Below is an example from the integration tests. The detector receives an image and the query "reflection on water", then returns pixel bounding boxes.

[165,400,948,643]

...

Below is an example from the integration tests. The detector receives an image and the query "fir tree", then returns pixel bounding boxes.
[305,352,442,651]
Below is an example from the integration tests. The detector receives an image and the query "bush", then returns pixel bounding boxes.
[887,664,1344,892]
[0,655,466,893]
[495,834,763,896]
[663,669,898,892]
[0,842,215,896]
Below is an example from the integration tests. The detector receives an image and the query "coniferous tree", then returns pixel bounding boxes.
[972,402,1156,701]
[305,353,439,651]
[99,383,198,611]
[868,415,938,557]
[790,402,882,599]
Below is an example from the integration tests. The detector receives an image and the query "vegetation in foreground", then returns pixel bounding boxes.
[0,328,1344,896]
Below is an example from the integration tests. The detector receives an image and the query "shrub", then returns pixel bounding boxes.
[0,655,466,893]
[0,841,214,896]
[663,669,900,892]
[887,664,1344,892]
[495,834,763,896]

- **SET PROBLEM**
Return every line above that contains the word "bounding".

- **RESULT OF THE EXERCISE**
Below is an example from the integration tests. The detector receives an image and the query "reflection on water", then returns pixel bounding boxes.
Below is an example from the integration tests. The detector receives an image and the query "fir tree", then returns pixel bounding boxes.
Below is an example from the integration tests. The detector receives an image and the query "bush", then returns pixel bounding boxes.
Below is an example from the integration tests. The detector receives an image and the query "coniferous tree", then returns pixel bounding boxes.
Below is an example from the integration tests. The detector receives an image and the query "vegetation in foreground", then returns pixel bounding boxes.
Below is an example from the integration tests. The detector receives an image and the query "shrub", then returns pixel bounding boxes.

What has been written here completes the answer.